:: GIVEN RECORDS ::

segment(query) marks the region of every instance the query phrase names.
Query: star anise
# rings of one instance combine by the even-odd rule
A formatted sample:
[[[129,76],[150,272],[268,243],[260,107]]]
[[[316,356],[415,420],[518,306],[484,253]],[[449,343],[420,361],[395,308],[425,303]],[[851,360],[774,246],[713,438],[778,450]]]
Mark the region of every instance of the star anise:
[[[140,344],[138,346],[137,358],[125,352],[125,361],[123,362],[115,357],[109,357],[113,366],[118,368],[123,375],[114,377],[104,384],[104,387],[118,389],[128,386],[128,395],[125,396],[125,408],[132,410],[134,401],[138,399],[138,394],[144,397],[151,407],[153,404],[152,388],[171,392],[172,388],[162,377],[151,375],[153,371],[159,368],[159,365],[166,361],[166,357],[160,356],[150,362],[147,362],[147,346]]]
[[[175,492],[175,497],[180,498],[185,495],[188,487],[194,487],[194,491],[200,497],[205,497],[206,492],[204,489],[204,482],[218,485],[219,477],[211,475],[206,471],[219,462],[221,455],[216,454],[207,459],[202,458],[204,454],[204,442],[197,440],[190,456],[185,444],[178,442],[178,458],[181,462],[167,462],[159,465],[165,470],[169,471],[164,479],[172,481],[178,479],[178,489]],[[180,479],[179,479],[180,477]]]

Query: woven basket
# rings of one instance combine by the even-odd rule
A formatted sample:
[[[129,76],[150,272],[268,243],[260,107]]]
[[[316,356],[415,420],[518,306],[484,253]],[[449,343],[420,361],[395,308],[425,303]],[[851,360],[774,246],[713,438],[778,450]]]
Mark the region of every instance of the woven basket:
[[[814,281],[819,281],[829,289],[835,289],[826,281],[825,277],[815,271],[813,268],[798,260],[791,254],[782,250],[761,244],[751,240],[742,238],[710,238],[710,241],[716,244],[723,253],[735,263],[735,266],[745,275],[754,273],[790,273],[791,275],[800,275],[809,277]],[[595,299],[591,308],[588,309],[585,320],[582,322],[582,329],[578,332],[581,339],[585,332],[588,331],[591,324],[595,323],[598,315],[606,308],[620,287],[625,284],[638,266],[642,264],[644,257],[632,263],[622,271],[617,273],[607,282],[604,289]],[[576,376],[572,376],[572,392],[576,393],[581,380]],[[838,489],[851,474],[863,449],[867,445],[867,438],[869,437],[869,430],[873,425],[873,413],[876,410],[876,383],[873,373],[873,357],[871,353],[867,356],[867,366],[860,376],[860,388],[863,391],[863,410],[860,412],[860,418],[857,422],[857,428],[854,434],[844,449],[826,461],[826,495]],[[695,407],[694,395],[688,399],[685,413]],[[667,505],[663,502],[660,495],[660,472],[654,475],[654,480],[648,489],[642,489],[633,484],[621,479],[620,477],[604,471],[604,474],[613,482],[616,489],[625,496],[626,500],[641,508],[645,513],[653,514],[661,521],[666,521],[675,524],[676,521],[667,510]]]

:::

TASK INSTRUCTIONS - Convert the records above into a JSON list of strings, with one string per line and blank lines omitted.

RESULT OF THIS EXERCISE -
[
  "segment(query) marks the region of every instance the query phrase names.",
  "Query: star anise",
  "# rings of one instance combine by the even-odd rule",
  "A formatted sample:",
  "[[[129,76],[150,272],[268,243],[260,107]]]",
  "[[[316,356],[415,420],[518,306],[484,253]],[[449,343],[420,361],[395,308],[425,303]],[[851,360],[774,246],[713,438],[778,450]]]",
  "Mark the region of every instance of the star anise:",
  "[[[140,344],[138,346],[137,358],[125,352],[125,361],[123,362],[115,357],[109,357],[113,366],[118,368],[123,375],[114,377],[104,384],[104,387],[118,389],[128,386],[128,395],[125,396],[125,408],[132,410],[134,401],[138,399],[138,394],[144,397],[151,407],[153,404],[152,388],[171,392],[172,388],[162,377],[151,375],[153,371],[159,368],[159,365],[166,361],[166,357],[160,356],[150,362],[147,362],[147,346]]]",
  "[[[175,492],[175,497],[180,498],[185,495],[188,487],[194,487],[194,491],[200,497],[205,497],[206,492],[204,489],[204,482],[218,485],[219,477],[211,475],[206,471],[219,462],[221,455],[216,454],[207,459],[202,458],[204,454],[204,442],[197,440],[190,456],[185,444],[178,442],[178,458],[181,462],[167,462],[159,465],[165,470],[169,471],[164,479],[172,481],[178,479],[178,489]],[[180,479],[179,479],[180,477]]]",
  "Query: woven basket",
  "# rings of one instance combine by the even-odd rule",
  "A formatted sample:",
  "[[[129,76],[150,272],[268,243],[260,107]]]",
  "[[[316,356],[415,420],[518,306],[484,253]],[[449,343],[420,361],[395,308],[425,303]],[[851,360],[774,246],[713,438],[778,450]]]",
  "Mark the region of every instance of the woven basket:",
  "[[[814,281],[819,281],[829,289],[835,289],[826,281],[825,277],[815,271],[813,268],[798,260],[791,254],[782,250],[761,244],[751,240],[742,238],[710,238],[710,241],[716,244],[723,253],[735,263],[735,266],[745,275],[754,273],[790,273],[791,275],[800,275],[809,277]],[[595,299],[591,308],[588,309],[585,320],[582,322],[582,329],[578,332],[581,339],[585,332],[588,331],[591,324],[595,323],[598,315],[606,308],[620,287],[625,284],[638,266],[642,264],[644,257],[632,263],[622,271],[617,273],[607,282],[604,289]],[[576,376],[572,376],[572,392],[576,393],[581,380]],[[838,489],[851,474],[863,449],[867,445],[867,438],[869,437],[869,430],[873,425],[873,413],[876,410],[876,383],[873,373],[873,357],[871,353],[867,356],[867,366],[860,376],[860,388],[863,391],[863,410],[860,412],[860,418],[857,422],[857,428],[854,434],[844,449],[826,461],[826,495]],[[695,407],[694,395],[688,399],[685,413]],[[667,505],[663,502],[660,495],[660,472],[654,475],[654,480],[648,489],[642,489],[633,484],[621,479],[620,477],[604,471],[604,474],[613,482],[616,489],[625,496],[626,500],[641,508],[645,513],[653,514],[661,521],[666,521],[675,524],[676,521],[667,510]]]"
]